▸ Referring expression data

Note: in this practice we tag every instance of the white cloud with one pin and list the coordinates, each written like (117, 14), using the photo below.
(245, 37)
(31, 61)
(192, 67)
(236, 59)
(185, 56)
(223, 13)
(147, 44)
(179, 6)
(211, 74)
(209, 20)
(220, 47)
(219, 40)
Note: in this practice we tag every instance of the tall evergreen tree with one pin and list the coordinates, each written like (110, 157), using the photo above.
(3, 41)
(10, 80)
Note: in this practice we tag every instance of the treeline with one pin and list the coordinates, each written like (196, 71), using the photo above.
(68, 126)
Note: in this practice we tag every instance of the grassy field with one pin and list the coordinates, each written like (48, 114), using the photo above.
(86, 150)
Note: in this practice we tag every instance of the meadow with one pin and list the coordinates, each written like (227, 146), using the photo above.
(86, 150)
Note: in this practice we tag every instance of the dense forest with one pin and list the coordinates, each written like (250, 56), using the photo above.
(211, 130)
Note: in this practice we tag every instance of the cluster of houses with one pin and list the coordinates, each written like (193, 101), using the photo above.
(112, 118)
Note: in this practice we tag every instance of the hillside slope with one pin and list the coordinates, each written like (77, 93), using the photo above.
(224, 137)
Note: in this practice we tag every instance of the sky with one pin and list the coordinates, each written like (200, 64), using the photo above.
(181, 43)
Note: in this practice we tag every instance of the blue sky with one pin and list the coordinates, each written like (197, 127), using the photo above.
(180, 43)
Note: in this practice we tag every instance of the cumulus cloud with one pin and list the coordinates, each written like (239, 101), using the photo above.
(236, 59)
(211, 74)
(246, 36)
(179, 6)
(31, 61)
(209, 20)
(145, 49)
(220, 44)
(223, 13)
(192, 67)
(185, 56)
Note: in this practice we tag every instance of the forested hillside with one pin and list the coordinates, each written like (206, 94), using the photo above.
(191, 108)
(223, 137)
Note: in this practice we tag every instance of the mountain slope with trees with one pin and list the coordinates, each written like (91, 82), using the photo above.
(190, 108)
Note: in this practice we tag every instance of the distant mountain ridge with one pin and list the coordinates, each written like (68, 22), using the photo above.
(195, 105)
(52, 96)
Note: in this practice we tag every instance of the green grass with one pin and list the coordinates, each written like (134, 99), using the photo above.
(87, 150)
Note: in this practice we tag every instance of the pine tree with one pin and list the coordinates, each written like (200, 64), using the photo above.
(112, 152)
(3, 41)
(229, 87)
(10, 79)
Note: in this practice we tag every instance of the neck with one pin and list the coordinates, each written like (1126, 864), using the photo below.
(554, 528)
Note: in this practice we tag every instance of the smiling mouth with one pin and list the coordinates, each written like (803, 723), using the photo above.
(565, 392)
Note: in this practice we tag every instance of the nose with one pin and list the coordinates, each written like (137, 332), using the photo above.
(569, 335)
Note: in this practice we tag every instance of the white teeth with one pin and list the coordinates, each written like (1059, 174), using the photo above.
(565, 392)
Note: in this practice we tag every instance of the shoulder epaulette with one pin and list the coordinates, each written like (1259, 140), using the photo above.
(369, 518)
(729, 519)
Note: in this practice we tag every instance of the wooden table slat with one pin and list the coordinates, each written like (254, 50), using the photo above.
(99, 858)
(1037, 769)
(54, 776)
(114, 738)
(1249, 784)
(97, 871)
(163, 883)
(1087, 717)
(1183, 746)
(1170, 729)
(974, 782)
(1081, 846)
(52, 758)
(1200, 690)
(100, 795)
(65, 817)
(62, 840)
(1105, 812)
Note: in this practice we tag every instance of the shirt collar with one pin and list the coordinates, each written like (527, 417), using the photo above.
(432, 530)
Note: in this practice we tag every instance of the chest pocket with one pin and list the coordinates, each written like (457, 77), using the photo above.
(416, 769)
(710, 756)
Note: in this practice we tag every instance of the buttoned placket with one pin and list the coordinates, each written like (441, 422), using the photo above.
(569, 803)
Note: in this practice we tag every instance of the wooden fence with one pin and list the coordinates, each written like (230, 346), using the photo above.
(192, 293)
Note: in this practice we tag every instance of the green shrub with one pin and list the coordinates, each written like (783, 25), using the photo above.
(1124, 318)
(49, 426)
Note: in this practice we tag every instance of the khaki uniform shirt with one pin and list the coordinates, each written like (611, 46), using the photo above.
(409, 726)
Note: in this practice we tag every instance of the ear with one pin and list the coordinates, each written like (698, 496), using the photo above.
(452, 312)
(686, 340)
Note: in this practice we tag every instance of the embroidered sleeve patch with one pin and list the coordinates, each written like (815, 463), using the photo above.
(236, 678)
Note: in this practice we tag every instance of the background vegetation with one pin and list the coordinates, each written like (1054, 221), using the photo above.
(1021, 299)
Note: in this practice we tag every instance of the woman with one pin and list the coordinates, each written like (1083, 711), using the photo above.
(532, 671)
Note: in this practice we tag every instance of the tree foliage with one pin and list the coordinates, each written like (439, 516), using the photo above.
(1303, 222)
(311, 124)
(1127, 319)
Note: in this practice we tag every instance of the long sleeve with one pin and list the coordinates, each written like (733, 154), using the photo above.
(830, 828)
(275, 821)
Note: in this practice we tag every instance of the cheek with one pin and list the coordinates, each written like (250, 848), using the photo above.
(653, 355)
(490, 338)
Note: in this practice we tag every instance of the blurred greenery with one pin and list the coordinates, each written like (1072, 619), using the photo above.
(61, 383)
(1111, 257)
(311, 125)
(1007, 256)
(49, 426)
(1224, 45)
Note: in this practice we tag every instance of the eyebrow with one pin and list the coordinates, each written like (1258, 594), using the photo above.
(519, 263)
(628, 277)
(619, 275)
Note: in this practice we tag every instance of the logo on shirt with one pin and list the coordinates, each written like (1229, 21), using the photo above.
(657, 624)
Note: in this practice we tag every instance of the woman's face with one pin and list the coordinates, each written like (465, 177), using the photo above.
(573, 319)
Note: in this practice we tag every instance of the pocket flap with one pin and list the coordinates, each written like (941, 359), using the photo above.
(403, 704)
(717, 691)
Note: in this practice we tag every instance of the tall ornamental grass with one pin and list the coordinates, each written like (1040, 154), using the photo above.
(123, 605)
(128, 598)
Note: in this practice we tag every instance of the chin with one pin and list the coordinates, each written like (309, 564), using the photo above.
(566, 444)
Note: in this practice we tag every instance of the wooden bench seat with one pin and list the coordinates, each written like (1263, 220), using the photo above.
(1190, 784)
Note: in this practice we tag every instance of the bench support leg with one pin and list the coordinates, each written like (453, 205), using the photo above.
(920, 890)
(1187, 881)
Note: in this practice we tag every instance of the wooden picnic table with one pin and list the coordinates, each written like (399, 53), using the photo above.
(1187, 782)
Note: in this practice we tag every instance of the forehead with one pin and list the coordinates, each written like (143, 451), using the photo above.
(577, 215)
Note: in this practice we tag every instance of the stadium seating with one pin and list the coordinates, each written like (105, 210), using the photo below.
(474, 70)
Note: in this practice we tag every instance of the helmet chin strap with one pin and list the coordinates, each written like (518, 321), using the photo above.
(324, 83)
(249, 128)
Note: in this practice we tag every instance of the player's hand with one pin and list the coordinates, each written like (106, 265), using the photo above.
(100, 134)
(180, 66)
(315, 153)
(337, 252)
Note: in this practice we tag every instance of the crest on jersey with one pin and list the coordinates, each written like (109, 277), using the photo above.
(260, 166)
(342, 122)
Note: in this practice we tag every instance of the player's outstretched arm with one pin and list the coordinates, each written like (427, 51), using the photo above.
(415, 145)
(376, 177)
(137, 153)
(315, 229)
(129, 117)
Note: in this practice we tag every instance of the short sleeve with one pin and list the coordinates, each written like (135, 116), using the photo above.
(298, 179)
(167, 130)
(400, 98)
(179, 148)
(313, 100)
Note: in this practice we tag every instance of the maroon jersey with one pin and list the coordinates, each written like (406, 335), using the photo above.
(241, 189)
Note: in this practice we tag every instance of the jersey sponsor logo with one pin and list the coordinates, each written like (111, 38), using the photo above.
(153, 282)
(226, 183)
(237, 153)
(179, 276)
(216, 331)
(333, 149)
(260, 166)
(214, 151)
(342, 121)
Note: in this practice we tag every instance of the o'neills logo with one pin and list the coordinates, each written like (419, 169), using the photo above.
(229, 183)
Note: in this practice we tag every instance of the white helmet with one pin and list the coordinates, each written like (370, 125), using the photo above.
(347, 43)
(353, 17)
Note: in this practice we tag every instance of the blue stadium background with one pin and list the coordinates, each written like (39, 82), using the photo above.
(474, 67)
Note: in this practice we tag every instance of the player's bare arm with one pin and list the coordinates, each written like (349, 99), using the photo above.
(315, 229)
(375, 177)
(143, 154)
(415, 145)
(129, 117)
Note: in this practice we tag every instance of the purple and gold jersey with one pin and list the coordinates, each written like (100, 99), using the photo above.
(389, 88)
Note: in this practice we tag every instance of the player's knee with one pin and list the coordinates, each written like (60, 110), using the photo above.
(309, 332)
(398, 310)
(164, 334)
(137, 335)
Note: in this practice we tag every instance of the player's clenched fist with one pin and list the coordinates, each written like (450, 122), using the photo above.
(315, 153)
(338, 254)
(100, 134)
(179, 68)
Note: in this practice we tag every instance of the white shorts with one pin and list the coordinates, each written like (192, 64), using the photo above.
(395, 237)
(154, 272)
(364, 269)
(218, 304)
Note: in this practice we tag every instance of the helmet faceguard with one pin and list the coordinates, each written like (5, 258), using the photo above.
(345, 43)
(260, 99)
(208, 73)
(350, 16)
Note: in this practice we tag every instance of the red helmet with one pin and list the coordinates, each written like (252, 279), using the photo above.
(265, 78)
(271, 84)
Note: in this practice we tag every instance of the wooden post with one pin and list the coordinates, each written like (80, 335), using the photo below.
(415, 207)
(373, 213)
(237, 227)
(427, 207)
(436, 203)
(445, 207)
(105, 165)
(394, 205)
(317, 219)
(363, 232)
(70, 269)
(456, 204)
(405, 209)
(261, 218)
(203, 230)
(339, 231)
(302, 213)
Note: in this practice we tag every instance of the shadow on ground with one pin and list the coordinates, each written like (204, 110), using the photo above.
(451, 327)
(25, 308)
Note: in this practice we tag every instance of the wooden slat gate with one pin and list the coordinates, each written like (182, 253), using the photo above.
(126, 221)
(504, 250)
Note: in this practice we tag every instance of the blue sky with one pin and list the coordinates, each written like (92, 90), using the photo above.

▸ What you need to do
Retype exactly the line with "253), using the photo above." and each line after it until the records end, and include no other line.

▸ Task solution
Note: in this practice we tag every instance of the wooden slat gate with one pin and list the coordinates, each written like (182, 253), using the photo above.
(126, 221)
(504, 250)
Note: in this practice we tag every instance of the blue sky with one pin and list the coordinates, each written like (92, 90), using the photo above.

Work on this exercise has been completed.